## Directions for this task
Rewrite the material below as a JSON list of strings with one string per line. Leave out any blank lines.

— Start Records supplied —

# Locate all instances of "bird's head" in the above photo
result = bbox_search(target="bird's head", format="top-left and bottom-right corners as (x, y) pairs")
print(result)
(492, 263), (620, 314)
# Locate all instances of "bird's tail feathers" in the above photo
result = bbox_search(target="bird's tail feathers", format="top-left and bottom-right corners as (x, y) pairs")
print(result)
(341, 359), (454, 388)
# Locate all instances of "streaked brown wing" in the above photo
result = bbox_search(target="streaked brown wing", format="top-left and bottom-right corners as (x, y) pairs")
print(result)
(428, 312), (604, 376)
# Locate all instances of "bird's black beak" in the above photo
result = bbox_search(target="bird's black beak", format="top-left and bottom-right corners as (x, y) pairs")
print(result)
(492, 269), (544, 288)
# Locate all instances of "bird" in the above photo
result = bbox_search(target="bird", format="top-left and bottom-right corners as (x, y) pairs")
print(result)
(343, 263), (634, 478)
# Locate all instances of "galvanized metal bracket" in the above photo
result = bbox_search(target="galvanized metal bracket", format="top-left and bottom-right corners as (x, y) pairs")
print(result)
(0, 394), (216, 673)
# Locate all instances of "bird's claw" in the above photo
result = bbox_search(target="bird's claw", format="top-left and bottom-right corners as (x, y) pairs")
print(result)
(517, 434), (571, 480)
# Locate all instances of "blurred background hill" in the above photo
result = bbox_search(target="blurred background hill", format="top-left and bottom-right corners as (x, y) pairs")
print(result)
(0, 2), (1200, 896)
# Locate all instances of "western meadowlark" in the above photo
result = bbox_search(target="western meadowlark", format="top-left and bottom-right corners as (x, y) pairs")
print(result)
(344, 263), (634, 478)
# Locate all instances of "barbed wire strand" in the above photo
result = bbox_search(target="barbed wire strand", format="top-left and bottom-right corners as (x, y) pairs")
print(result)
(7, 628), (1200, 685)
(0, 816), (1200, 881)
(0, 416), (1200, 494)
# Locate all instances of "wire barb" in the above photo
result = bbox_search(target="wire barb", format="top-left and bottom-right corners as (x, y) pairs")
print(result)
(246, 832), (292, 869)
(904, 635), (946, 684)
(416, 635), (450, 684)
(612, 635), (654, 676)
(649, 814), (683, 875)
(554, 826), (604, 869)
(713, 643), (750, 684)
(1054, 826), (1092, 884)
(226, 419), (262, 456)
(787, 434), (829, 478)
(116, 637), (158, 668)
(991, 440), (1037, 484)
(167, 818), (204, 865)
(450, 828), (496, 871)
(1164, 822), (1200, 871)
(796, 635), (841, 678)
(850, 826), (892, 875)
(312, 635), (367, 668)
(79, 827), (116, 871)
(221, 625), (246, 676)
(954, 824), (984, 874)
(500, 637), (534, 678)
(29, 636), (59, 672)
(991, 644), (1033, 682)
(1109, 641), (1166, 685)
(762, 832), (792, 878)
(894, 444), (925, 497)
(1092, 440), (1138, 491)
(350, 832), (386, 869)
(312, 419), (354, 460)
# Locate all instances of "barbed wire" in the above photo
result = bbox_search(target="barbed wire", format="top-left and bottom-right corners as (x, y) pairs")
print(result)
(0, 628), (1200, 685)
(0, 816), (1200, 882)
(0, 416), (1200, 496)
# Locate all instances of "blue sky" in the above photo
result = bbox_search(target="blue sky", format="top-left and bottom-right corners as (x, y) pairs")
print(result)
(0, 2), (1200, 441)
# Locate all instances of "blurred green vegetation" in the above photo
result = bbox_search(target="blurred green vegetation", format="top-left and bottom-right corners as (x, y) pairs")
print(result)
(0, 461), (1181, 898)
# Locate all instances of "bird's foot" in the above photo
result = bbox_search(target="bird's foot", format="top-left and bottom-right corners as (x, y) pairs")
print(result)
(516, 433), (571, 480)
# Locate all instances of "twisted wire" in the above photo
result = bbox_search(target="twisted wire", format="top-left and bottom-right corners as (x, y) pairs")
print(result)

— End Records supplied —

## Task answer
[
  "# Locate all instances of \"bird's head\" in the above photo",
  "result = bbox_search(target=\"bird's head\", format=\"top-left and bottom-right corners as (x, y) pairs\")",
  "print(result)",
  "(492, 263), (620, 314)",
  "# Locate all instances of \"bird's tail feathers\" in the above photo",
  "result = bbox_search(target=\"bird's tail feathers\", format=\"top-left and bottom-right corners as (x, y) pairs\")",
  "print(result)",
  "(341, 359), (454, 388)",
  "# Locate all instances of \"streaked brown wing\" in the above photo",
  "result = bbox_search(target=\"streaked brown wing\", format=\"top-left and bottom-right corners as (x, y) pairs\")",
  "print(result)",
  "(428, 312), (604, 376)",
  "# Locate all instances of \"bird's black beak\" in the above photo",
  "result = bbox_search(target=\"bird's black beak\", format=\"top-left and bottom-right corners as (x, y) pairs\")",
  "print(result)",
  "(492, 269), (544, 288)",
  "# Locate all instances of \"bird\" in the above photo",
  "result = bbox_search(target=\"bird\", format=\"top-left and bottom-right corners as (x, y) pairs\")",
  "print(result)",
  "(343, 263), (634, 478)",
  "# Locate all instances of \"galvanized metal bracket\" in the above photo",
  "result = bbox_search(target=\"galvanized metal bracket\", format=\"top-left and bottom-right corners as (x, y) pairs\")",
  "print(result)",
  "(0, 394), (216, 673)",
  "# Locate all instances of \"bird's claw\" in the above photo",
  "result = bbox_search(target=\"bird's claw\", format=\"top-left and bottom-right corners as (x, y) pairs\")",
  "print(result)",
  "(517, 434), (571, 480)",
  "# Locate all instances of \"blurred background hill\" in the above photo",
  "result = bbox_search(target=\"blurred background hill\", format=\"top-left and bottom-right corners as (x, y) pairs\")",
  "print(result)",
  "(0, 2), (1200, 896)",
  "# Locate all instances of \"western meadowlark\" in the above photo",
  "result = bbox_search(target=\"western meadowlark\", format=\"top-left and bottom-right corners as (x, y) pairs\")",
  "print(result)",
  "(344, 263), (634, 478)",
  "# Locate all instances of \"barbed wire strand\" in the above photo",
  "result = bbox_search(target=\"barbed wire strand\", format=\"top-left and bottom-right corners as (x, y) pairs\")",
  "print(result)",
  "(7, 628), (1200, 685)",
  "(0, 816), (1200, 881)",
  "(0, 416), (1200, 494)",
  "# Locate all instances of \"wire barb\" in the above photo",
  "result = bbox_search(target=\"wire barb\", format=\"top-left and bottom-right corners as (x, y) pairs\")",
  "print(result)",
  "(246, 832), (292, 869)",
  "(904, 635), (946, 684)",
  "(416, 635), (450, 684)",
  "(612, 635), (654, 676)",
  "(649, 814), (683, 875)",
  "(554, 826), (604, 869)",
  "(713, 643), (750, 684)",
  "(1054, 826), (1092, 884)",
  "(226, 419), (262, 456)",
  "(787, 434), (829, 478)",
  "(116, 637), (158, 668)",
  "(991, 440), (1037, 484)",
  "(167, 818), (204, 865)",
  "(450, 828), (496, 871)",
  "(1164, 822), (1200, 871)",
  "(796, 635), (841, 678)",
  "(850, 826), (892, 875)",
  "(312, 635), (367, 668)",
  "(79, 827), (116, 871)",
  "(221, 625), (246, 676)",
  "(954, 824), (984, 874)",
  "(500, 637), (534, 678)",
  "(29, 636), (59, 672)",
  "(991, 644), (1033, 682)",
  "(1109, 641), (1166, 685)",
  "(762, 832), (792, 878)",
  "(894, 444), (925, 497)",
  "(1092, 440), (1138, 491)",
  "(350, 832), (386, 869)",
  "(312, 419), (354, 460)",
  "# Locate all instances of \"barbed wire\" in the above photo",
  "result = bbox_search(target=\"barbed wire\", format=\"top-left and bottom-right corners as (x, y) pairs\")",
  "print(result)",
  "(0, 628), (1200, 685)",
  "(0, 816), (1200, 882)",
  "(0, 416), (1200, 496)",
  "# Locate all instances of \"blue sky\" in the above photo",
  "result = bbox_search(target=\"blue sky\", format=\"top-left and bottom-right corners as (x, y) pairs\")",
  "print(result)",
  "(0, 2), (1200, 441)",
  "# Locate all instances of \"blurred green vegetation\" in the above photo",
  "result = bbox_search(target=\"blurred green vegetation\", format=\"top-left and bottom-right corners as (x, y) pairs\")",
  "print(result)",
  "(0, 461), (1181, 898)",
  "# Locate all instances of \"bird's foot\" in the above photo",
  "result = bbox_search(target=\"bird's foot\", format=\"top-left and bottom-right corners as (x, y) pairs\")",
  "print(result)",
  "(516, 433), (571, 480)",
  "# Locate all instances of \"twisted wire\" in the above photo",
  "result = bbox_search(target=\"twisted wire\", format=\"top-left and bottom-right corners as (x, y) pairs\")",
  "print(result)"
]